■ Task instructions ■
Every entry must appear in the answer exactly as it does here.
[Dataset records]
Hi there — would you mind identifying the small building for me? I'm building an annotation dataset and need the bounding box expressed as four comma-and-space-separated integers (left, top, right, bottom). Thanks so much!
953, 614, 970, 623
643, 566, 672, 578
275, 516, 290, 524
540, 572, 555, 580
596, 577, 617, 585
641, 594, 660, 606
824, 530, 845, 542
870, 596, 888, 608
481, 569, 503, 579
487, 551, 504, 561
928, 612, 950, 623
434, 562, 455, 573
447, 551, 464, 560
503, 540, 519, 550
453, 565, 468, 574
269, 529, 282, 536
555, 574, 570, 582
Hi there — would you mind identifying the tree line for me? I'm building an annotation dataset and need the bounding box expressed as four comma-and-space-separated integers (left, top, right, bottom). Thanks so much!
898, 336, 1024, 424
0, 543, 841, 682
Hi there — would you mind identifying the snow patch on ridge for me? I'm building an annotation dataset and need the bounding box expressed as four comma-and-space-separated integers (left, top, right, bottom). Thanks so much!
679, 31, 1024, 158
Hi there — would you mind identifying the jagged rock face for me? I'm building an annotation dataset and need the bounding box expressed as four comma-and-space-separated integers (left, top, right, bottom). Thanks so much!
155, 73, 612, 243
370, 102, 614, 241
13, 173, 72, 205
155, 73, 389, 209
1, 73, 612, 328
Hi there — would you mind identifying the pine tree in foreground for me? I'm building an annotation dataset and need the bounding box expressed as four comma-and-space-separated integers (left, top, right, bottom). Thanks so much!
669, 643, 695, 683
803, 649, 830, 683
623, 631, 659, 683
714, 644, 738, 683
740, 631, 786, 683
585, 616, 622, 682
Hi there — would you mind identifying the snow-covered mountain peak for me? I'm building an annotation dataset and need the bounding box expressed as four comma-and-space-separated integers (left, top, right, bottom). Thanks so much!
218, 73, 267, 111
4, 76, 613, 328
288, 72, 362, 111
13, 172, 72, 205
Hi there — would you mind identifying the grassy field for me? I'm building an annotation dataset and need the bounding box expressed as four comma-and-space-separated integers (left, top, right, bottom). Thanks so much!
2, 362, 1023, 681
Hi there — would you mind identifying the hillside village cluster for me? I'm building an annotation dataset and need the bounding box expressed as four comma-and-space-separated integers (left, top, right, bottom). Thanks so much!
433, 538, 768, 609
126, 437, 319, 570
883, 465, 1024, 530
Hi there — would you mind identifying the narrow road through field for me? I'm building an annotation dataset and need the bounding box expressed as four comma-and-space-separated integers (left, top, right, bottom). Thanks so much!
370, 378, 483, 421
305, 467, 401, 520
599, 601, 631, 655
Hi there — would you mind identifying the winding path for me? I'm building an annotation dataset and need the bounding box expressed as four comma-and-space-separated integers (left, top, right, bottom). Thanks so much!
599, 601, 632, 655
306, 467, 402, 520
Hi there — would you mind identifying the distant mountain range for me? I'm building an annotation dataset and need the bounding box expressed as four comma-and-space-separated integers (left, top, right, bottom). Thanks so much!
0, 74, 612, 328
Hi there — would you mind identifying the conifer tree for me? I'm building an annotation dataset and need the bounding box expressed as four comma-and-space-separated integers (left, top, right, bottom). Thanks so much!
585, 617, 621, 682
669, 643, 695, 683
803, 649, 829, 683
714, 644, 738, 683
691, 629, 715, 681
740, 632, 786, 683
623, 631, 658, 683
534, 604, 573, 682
[/Dataset records]
■ Output ■
Hi there — would you mind identifying the small building for me? I'm building an annotation dataset and need the bounding box expressed as four comma-and-space-separated integers (left, top, right, bottom). Thanks so much!
953, 614, 970, 623
643, 566, 672, 578
275, 516, 290, 524
540, 572, 555, 580
596, 577, 617, 585
641, 594, 660, 606
824, 530, 845, 542
870, 596, 888, 608
481, 569, 503, 579
487, 551, 504, 561
928, 612, 950, 623
434, 562, 455, 573
447, 551, 464, 560
503, 540, 519, 550
453, 565, 468, 574
269, 529, 282, 536
555, 574, 570, 582
Hi there — would you mind identifying the tree line for me? I'm building an annotation dataset and need the bounding box expressed as four comma-and-space-separated integers (left, top, right, bottom). Thanks so much!
898, 336, 1024, 424
0, 543, 841, 682
Hi there — would you mind identifying the snow patch on ridge for me? I'm building an annotation dataset and need the bounding box expressed as four comma-and-space-separated integers (left, top, right, bottom). Thanks so much!
679, 31, 1024, 158
Hi there — would you mind identifying the jagged rock face for me? I'm building an annotation dataset and need the bounding box expressed as four comma-and-space-separated integers (left, top, right, bottom). Thanks so much!
155, 73, 612, 243
370, 102, 614, 241
13, 173, 72, 205
155, 73, 389, 209
1, 73, 612, 328
Hi there — would you mind identifying the pine tree in foreground for me? I'm building an annotation dataset and need the bounding box expressed as four comma-and-space-separated integers (left, top, right, bottom). Thanks so much!
669, 643, 695, 683
803, 649, 830, 683
623, 631, 659, 683
714, 644, 738, 683
740, 631, 786, 683
585, 616, 622, 682
Hi there — would you mind identifying the snow-covered mountain peak for me? I'm building an annotation dataset and need the bounding box expressed as four comma-and-space-separated integers (left, top, right, bottom). Thanks so much!
218, 73, 267, 111
4, 76, 613, 328
288, 72, 362, 111
13, 172, 72, 205
Hi there — would you mind identifying the grassy field for me? I'm building an annotation dataset and need the bounding box expressed as four comma-and-space-separated integers (left, top, right, bottom). Thanks so much!
2, 362, 1023, 681
Hi there — would you mind identifying the hillside village cluster for me? I'm building an annotation dataset and need the bounding box expressed as four comma-and-space-separated integers (left, top, right, bottom). Thanks so much!
433, 538, 768, 609
126, 437, 319, 570
883, 465, 1024, 530
Hi there — would you mind identifying the narrow road through field for me? I'm building an annotation dataset and need the bounding box expressed as four comma-and-space-separated integers (left, top, right, bottom). Thanks so much!
370, 378, 483, 421
305, 467, 401, 520
599, 601, 631, 655
Hi there — would you mind identifying the winding path for me? I'm building an annotation dataset and need the bounding box expressed as four comma-and-space-separated integers (left, top, right, bottom). Thanks so much!
599, 601, 632, 655
306, 467, 402, 520
Hi there — would you mind identifying the distant mountain range for me? I'm building an annotation dataset and need the bounding box expressed as four comma-and-space-separated integers (left, top, right, bottom). Thanks so much!
0, 74, 612, 328
Hi there — would you mind identifying the conifer tree for me? I'm building an annotation dataset and need the bounding box expressed as four comma-and-space-separated integers (left, top, right, bottom). Thanks so much!
585, 617, 621, 682
669, 643, 695, 683
803, 649, 829, 683
714, 644, 738, 683
691, 629, 715, 681
740, 632, 786, 683
623, 631, 658, 683
534, 604, 573, 682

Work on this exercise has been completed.